→ **Task objective**: Could you reproduce only the material starting at the line that contains "form [(503, 809)]." and ending at the line that contains "[(53, 295), (274, 638), (937, 510)]", with every "corridor tally" changed to "route survey" and nothing else altered?
-------- Provided information
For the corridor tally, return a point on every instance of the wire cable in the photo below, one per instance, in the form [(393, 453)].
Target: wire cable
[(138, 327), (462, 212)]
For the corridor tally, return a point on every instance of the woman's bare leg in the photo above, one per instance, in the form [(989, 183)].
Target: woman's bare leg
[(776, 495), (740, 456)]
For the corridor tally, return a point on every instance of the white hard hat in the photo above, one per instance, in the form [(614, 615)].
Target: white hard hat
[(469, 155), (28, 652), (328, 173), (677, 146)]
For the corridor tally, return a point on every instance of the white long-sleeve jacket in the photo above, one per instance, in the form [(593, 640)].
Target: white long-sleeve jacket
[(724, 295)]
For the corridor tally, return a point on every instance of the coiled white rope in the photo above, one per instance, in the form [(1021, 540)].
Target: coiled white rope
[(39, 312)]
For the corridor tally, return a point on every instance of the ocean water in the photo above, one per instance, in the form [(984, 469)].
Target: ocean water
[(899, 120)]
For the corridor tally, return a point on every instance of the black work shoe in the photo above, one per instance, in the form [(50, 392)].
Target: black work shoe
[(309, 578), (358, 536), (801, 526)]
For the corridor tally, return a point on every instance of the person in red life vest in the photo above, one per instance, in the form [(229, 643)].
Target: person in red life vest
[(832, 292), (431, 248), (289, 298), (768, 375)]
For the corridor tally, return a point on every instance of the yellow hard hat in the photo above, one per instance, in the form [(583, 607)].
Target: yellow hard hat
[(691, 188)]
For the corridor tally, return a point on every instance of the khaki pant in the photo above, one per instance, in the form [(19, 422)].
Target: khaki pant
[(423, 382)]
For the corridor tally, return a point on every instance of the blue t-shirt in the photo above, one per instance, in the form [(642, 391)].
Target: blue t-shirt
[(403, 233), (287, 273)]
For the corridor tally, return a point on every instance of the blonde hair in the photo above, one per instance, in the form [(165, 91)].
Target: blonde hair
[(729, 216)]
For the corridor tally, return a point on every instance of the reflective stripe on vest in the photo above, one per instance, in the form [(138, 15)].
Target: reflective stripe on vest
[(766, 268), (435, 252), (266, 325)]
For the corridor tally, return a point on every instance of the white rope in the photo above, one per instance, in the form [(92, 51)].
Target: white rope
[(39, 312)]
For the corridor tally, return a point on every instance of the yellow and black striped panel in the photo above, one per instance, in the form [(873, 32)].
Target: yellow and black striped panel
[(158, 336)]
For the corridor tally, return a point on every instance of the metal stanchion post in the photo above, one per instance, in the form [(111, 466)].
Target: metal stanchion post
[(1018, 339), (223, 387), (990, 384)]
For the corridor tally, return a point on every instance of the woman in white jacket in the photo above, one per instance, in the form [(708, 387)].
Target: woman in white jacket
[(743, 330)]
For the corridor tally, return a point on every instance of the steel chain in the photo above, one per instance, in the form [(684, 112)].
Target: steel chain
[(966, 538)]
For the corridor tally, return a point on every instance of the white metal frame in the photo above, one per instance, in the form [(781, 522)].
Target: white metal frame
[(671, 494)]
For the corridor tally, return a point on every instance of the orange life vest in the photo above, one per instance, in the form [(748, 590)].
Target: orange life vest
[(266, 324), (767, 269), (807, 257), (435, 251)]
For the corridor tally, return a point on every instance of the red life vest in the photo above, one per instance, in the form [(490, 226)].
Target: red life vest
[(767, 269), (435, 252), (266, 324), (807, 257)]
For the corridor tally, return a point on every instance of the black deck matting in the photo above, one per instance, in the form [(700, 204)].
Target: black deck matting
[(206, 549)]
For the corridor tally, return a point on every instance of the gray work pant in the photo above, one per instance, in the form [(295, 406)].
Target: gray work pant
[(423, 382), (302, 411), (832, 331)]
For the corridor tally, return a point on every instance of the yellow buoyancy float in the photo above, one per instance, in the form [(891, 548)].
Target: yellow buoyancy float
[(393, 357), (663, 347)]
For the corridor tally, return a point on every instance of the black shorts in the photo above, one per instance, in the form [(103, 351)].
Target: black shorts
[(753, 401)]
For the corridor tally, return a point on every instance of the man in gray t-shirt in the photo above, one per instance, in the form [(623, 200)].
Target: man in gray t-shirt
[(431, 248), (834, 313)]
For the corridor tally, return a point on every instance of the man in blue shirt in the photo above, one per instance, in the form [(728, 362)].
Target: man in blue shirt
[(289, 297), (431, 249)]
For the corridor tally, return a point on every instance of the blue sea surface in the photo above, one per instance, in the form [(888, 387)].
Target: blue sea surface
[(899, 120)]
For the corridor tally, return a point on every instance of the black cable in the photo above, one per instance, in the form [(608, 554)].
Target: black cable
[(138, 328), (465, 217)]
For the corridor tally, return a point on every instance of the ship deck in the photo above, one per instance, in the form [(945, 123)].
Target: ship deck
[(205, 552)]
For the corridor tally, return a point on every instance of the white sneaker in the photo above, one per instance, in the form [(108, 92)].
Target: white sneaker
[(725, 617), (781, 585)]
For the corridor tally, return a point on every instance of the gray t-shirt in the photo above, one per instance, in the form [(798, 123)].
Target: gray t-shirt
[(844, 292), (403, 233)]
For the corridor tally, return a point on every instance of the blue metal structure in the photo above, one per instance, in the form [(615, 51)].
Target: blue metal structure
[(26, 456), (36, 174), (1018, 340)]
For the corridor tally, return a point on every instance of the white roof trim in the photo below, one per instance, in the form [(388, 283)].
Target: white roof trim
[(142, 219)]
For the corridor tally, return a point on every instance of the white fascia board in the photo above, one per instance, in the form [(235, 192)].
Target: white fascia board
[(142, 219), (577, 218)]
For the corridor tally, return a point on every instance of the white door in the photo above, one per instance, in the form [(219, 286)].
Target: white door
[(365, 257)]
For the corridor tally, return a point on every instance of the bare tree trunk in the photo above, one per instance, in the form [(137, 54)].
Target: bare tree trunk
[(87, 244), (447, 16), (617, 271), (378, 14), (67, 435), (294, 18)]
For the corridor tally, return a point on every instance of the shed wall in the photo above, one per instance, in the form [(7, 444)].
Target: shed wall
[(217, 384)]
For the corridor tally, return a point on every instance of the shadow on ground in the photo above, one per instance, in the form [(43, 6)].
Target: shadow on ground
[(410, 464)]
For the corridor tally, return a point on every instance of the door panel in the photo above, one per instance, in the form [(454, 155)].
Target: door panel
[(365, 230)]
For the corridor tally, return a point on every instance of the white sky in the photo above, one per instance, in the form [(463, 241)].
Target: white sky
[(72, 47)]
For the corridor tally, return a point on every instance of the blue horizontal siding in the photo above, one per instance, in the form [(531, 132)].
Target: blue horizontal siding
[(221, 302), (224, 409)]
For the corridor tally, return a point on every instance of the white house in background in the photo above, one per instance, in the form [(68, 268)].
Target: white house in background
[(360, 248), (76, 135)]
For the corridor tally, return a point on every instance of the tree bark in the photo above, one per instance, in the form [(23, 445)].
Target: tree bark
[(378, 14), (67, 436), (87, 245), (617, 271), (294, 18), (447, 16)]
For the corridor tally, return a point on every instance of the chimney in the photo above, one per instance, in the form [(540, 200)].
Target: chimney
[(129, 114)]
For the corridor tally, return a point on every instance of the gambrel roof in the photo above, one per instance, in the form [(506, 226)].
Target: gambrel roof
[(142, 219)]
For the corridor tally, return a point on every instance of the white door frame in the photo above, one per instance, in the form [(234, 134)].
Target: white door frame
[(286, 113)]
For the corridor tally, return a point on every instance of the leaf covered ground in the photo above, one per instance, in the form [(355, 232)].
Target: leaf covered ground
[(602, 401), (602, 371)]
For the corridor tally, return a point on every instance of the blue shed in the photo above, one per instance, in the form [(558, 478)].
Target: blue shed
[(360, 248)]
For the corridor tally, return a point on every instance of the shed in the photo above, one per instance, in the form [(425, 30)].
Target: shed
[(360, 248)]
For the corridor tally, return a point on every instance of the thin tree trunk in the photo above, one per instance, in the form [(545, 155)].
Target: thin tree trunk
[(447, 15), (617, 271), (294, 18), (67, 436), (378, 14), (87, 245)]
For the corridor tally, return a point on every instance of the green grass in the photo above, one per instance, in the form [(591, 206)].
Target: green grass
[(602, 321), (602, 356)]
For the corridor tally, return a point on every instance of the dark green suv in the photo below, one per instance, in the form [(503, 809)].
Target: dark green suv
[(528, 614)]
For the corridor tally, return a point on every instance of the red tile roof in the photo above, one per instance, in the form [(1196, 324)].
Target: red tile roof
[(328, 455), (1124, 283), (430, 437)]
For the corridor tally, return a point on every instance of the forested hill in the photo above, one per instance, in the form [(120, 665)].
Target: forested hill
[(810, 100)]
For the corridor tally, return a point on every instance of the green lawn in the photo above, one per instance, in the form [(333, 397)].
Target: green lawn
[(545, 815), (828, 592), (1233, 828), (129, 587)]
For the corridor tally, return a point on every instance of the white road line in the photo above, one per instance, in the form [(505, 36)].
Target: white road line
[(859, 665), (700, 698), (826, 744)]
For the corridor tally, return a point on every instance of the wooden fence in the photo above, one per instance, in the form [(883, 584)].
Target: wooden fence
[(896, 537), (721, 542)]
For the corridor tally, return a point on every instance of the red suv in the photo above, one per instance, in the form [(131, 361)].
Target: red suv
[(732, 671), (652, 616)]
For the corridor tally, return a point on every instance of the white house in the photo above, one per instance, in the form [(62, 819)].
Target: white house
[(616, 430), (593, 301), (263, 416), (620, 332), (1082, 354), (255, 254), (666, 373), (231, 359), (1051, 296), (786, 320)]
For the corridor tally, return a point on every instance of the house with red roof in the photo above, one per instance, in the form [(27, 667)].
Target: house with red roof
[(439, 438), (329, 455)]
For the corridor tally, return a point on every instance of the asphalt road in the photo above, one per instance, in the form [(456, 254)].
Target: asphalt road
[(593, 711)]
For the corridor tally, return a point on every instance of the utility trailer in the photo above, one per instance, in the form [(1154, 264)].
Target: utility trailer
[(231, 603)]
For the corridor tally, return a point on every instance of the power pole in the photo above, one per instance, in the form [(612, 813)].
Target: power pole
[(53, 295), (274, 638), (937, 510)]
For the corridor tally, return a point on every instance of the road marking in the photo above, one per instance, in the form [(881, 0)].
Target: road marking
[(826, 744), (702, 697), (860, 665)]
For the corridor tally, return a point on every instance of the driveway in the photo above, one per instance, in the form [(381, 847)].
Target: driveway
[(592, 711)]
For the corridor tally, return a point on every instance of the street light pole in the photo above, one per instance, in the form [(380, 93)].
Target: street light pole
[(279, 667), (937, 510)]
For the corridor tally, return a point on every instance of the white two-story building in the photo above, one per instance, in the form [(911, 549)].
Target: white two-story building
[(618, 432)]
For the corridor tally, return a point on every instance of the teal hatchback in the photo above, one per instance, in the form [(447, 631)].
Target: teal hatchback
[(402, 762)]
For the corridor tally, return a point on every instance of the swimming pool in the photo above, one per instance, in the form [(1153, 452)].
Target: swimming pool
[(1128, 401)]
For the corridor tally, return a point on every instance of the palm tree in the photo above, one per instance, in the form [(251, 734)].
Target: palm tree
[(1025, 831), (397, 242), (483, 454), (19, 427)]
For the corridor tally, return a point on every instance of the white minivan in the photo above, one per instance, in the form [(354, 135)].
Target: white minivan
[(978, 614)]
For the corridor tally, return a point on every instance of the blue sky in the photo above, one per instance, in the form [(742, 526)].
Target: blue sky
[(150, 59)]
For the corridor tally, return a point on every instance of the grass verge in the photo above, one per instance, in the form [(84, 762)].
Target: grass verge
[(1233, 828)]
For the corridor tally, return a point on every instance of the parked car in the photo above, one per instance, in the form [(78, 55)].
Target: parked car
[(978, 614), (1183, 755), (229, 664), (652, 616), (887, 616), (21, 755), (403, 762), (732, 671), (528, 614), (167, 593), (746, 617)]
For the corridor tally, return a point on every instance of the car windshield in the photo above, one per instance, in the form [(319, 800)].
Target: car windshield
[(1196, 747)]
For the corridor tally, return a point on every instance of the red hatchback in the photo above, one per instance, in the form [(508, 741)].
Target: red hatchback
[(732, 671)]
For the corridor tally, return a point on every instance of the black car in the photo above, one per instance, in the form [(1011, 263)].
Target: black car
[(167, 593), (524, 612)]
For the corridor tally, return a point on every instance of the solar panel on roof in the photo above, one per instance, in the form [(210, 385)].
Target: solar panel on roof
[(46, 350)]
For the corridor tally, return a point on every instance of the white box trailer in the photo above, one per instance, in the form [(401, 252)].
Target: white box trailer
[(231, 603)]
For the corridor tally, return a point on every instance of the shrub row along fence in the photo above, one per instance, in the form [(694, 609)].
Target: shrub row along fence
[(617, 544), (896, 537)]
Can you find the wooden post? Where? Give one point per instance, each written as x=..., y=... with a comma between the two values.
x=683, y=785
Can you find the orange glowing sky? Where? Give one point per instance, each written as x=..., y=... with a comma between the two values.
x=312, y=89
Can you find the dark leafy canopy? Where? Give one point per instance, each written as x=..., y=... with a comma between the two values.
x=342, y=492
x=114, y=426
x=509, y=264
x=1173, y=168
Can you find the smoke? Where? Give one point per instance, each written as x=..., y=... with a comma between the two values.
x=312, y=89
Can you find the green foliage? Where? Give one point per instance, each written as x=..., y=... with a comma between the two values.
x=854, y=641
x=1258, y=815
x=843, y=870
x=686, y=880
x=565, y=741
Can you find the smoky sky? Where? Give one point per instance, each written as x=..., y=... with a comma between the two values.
----------------
→ **Problem solution**:
For the route survey, return a point on every instance of the dark green suv in the photo below, one per instance, in the form [(503, 809)].
Target: dark green suv
[(528, 614)]
For the route survey, return a point on every instance of the red tile roof in the photo above, one per instance, in the form [(1196, 324)].
Target: red tile roof
[(328, 455), (1124, 283), (430, 437)]
For the route survey, return a point on every instance of the forested hill in the photo above, one per instance, in the form [(120, 665)].
Target: forested hill
[(810, 100)]
For the route survey, return a point on every instance of the green lawn in the photo above, one per instance, in the form [(333, 397)].
Target: green lawn
[(545, 815), (828, 592), (1233, 828), (129, 587)]
For the route survey, return a point on every instance of the white road line in the photo above, one per instance, in the form [(505, 36)].
Target: white road line
[(859, 665), (700, 698), (826, 744)]
For the route survey, return a point on every instance of the wooden fence in the photo above, one per instance, in the form [(883, 584)].
Target: wooden fence
[(896, 537), (721, 542)]
For the route survey, return a point on every instance of the red suv in the photo above, one per instance, in the form [(131, 361)].
Target: red suv
[(732, 671), (652, 616)]
For the route survey, return a point on every instance of the white house in the photo above, one per instance, in the form [(62, 819)].
Target: white house
[(616, 430), (593, 301), (263, 416), (620, 332), (1082, 354), (255, 254), (666, 373), (231, 359), (1051, 296), (786, 320)]
For the route survey, return a point on every instance of the house with red roof in the photo above, one per instance, in the form [(27, 667)].
Target: house with red roof
[(439, 438), (329, 455)]
For the route survey, return a point on every instance of the asphalt road in the photo above, one per instance, in the form [(456, 254)].
Target: asphalt road
[(593, 711)]
For the route survey, return a point on every instance of the utility trailer in the photo above, one per instance, in the form [(1154, 264)].
Target: utility trailer
[(231, 603)]
For the route survey, return a point on every instance of the power pole in the photo above, one per instance, in the form [(612, 813)].
Target: power pole
[(53, 295), (274, 638), (937, 510)]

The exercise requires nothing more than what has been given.